**REQUIRED WORK:**
A. Please list every person named in the passage about the Elvis film, leaving out Baz.
B. Write a continuation of the passage about Yola playing Sister Rosetta Tharpe, beginning right after its final sentence.

**GIVEN PASSAGE:**

**********

In their first acting roles, musician Yola and model Alton Mason make a big splash with the best musical numbers in Baz Lurhmann’s Elvis film. And if anything, Elvis means we need solo films on these Black icons, Sister Rosetta Tharpe and Little Richard.

Yola told Shadow and Act in a recent cast interview, “I [was] talking to Baz, and he was like, ‘I feel like the Elvis story doesn’t have any context. He was not even born. He was hewn. And we need to make him human and we need to give him context. And that context is in the Black community where he grew up. And that context is in the music that he grew up in and everything that fed into making him who he was.’ And I was like, ‘So you’re telling me that you’re finally going to tell the story of rock and roll, and I get to play Sister Rosetta Tharpe, who I grew up with?’

It was important to her, through the film, to right a wrong that had been done over the years when it came to Tharpe.

“I knew she invented rock and roll [and] knew that there was a dishonor being done to her, but I never thought I’d get a chance, not in a month of Sundays, to actually rectify that wrong just for Black women everywhere, that’s just like a ‘hell yeah’ moment if ever I saw one [laughs],” she explained. “I get to kind of go, ‘Hey, this queer Black woman invented something so iconic and necessary to popular music, that if you were to take her out of the timeline, musically, it would implode.’ That was something that was just a massive motivator to me. I finally got to give Sister Rosetta Tharpe her flowers. And also for the kids to know, if you were a little black girl and someone tells you, ‘you can’t play rock and roll because that ain’t a black thing, you can go, ‘It is, it’s like the blackest thing.'”

**********

**RECORDS PROVIDED:**
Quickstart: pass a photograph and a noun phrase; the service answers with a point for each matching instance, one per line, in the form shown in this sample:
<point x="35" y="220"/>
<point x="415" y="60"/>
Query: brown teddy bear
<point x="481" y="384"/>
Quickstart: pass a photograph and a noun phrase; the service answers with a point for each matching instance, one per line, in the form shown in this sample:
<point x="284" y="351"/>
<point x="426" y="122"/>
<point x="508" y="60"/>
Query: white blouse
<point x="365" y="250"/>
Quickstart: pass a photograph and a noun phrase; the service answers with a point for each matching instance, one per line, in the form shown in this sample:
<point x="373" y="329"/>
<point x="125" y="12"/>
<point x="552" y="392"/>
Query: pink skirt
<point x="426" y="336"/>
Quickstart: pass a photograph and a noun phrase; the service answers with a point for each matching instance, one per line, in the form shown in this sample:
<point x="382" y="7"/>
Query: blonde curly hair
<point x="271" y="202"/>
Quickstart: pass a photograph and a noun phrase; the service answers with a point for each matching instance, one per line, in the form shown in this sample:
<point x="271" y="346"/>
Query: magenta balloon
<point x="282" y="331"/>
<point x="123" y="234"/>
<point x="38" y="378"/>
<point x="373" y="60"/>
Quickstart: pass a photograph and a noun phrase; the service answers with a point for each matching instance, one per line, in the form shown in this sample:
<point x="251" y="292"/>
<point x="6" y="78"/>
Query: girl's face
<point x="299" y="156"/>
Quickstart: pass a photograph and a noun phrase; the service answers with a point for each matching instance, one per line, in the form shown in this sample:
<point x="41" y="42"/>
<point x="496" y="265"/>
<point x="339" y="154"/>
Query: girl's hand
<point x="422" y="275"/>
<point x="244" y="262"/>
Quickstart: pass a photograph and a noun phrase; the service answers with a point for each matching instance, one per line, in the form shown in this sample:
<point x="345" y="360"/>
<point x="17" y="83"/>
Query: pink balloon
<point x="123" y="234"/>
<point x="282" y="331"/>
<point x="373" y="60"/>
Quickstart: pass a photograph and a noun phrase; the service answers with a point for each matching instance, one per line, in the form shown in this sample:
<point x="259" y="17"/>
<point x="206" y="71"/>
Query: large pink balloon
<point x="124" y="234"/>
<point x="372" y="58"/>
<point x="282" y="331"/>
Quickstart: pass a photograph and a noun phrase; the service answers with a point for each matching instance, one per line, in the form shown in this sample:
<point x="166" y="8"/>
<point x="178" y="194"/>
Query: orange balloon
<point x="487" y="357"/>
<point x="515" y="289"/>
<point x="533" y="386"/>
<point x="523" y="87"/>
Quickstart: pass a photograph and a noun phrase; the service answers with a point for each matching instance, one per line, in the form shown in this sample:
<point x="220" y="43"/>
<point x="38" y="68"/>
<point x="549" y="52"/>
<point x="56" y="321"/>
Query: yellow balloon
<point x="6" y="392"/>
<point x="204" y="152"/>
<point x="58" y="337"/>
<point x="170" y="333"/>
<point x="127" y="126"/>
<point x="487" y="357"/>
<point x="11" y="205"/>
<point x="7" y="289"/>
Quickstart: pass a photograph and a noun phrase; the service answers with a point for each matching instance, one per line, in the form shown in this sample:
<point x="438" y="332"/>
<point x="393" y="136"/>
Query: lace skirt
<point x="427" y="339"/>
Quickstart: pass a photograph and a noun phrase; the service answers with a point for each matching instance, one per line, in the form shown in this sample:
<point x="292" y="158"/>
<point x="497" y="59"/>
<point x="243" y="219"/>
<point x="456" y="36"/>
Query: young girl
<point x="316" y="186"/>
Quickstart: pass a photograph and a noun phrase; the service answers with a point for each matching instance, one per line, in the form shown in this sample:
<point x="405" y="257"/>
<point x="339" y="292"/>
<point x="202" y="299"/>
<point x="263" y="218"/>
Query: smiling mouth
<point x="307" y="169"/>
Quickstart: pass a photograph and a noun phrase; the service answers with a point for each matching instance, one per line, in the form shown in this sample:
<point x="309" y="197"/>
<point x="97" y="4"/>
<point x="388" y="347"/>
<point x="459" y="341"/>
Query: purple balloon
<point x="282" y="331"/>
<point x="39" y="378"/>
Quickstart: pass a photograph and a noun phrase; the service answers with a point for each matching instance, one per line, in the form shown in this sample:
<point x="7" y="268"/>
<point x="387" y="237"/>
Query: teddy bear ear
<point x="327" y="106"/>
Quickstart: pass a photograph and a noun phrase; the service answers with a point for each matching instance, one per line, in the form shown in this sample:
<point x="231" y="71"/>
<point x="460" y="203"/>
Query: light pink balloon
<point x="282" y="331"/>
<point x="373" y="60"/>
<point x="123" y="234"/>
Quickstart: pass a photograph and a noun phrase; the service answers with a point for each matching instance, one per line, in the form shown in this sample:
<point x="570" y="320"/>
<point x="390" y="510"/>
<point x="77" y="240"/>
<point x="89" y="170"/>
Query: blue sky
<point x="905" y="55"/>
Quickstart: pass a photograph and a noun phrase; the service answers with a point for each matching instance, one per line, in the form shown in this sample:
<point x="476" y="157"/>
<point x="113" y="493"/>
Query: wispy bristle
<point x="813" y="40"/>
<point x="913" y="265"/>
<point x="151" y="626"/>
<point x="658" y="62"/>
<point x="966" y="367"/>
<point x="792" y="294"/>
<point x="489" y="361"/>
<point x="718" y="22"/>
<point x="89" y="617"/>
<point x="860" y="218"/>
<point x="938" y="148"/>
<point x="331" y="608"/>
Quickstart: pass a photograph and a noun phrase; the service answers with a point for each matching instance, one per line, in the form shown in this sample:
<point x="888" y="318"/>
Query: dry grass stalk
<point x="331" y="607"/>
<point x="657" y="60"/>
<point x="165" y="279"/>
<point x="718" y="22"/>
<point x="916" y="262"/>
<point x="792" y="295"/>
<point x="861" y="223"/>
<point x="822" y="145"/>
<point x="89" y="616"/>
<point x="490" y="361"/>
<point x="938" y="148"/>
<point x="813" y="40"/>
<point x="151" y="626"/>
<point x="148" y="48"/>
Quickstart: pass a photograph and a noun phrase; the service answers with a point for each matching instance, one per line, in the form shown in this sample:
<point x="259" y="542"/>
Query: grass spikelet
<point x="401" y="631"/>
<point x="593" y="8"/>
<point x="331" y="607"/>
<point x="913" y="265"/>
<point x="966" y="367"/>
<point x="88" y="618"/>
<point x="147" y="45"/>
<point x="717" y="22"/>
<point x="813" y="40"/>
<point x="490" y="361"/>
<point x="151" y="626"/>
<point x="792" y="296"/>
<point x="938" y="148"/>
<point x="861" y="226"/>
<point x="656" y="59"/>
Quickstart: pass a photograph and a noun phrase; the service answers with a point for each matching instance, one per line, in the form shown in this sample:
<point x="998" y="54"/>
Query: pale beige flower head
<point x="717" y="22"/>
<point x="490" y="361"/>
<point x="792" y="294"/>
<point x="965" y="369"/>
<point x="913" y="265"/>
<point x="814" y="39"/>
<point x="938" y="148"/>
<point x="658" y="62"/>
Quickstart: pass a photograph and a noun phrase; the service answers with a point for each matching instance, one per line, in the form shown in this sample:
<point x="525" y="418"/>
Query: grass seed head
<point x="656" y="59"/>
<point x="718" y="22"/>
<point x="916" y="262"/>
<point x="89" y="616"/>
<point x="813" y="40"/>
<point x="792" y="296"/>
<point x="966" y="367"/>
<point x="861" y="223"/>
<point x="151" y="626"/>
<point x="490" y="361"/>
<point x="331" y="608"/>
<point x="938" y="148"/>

**********

**RESPONSES TO THE TASKS:**
A. Yola, Alton Mason, Elvis, Sister Rosetta Tharpe, Little Richard

B.
Mason, a historic Black model at just 24, spoke specifically about the way Little Richard paved the way for many Black artists today– and we get to see his early moments in this film.

“I think this film is such an informative film that the future needs to see today, just because of the sun and moon of the gift and the industry, the music and the business,” he said. “I get to play an electrifying young Little Richard that’s full of passion. He’s taking you to church in Club Handy with his band. Hee feels at home with Sister Rosetta, the extras and the crowd and the audience. But it’s a time when Elvis comes back to rekindle that familiar spirit that he grew up with and he goes to Club Handy and he’s with B.B. King and he’s watching Little Richard and he sees Little Richard and he is like, “Hm, that’s it. That’s what it is. That’s what that fire is. That’s what that feeling is.’ And Little Richard is someone that has paved the way for guys to release that fire in any way that they want to, to identify what that fire feels like and looks like.”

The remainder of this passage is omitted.